» Problem
List every line in the rows below that contains the word "handle".

» Dataset records
--- START ---
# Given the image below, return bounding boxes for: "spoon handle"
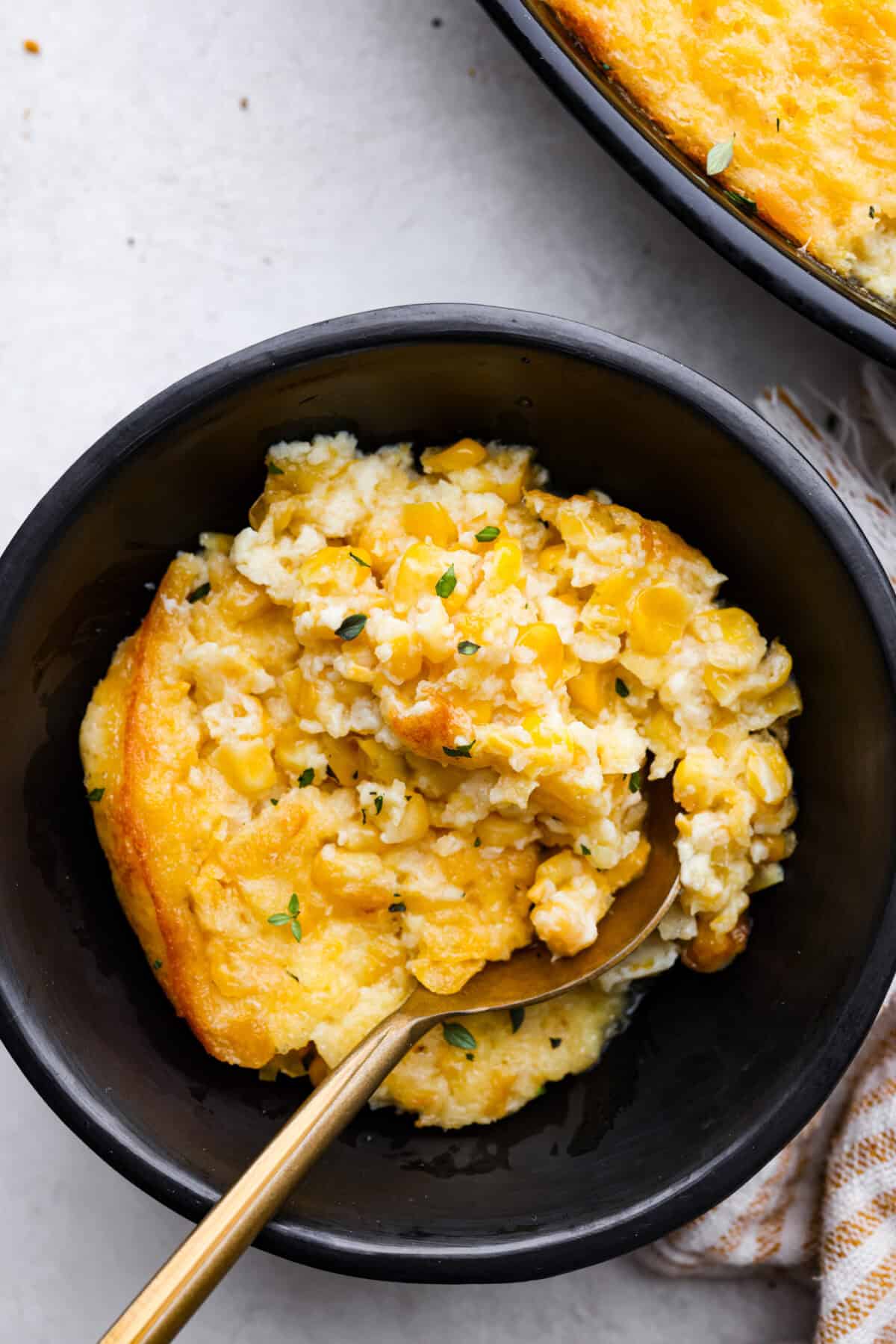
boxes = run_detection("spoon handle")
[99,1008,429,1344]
--- END ---
--- START ---
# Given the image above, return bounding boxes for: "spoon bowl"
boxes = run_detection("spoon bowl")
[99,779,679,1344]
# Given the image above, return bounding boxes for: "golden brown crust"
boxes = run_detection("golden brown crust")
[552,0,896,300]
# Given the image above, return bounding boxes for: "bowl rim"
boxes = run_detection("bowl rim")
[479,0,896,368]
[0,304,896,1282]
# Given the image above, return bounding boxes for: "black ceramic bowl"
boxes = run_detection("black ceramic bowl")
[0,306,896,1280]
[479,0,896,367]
--- END ---
--- START ---
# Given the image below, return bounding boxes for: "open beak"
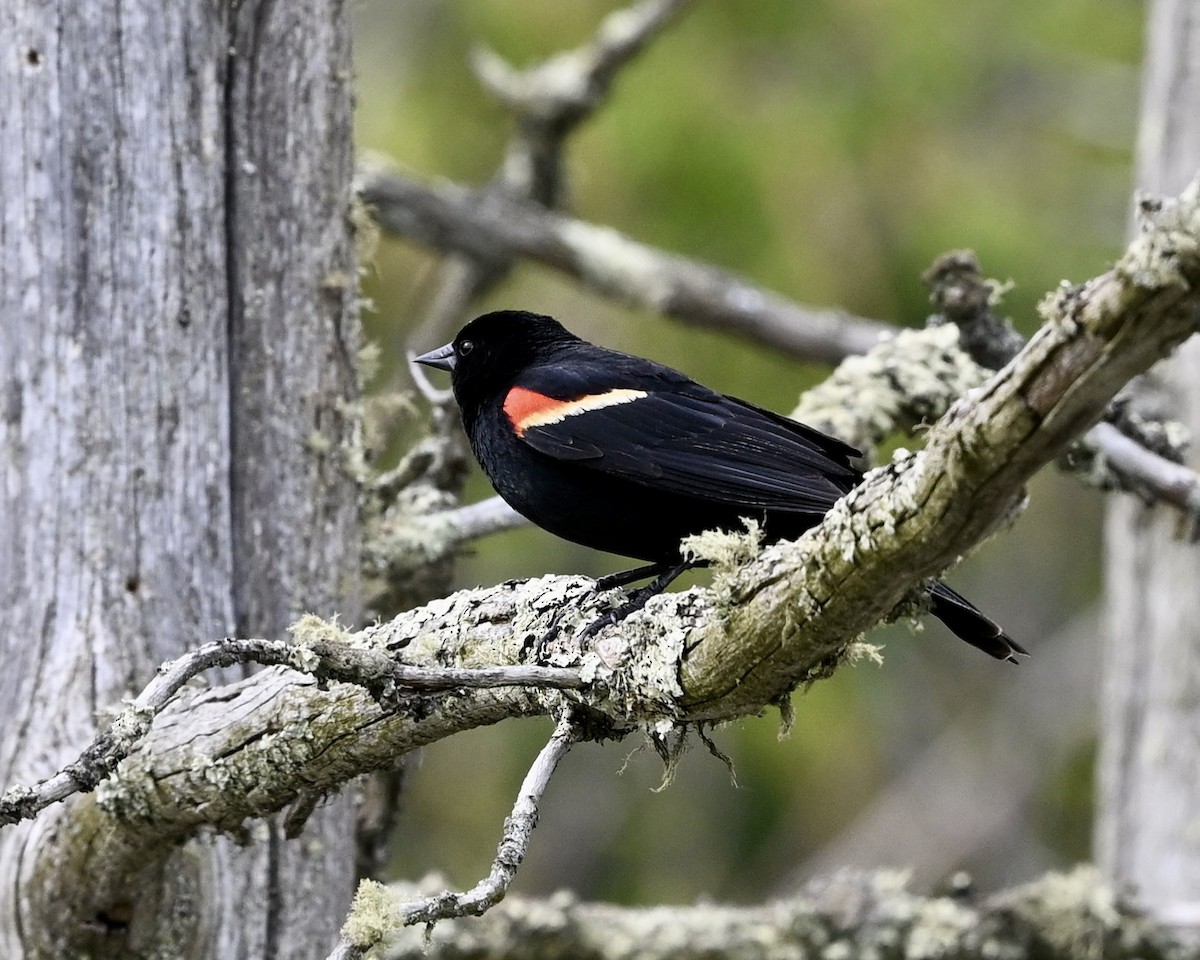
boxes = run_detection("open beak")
--- END ---
» Worked solution
# Given the image below, return bounding boxes for: "spoon handle"
boxes = run_detection("spoon handle")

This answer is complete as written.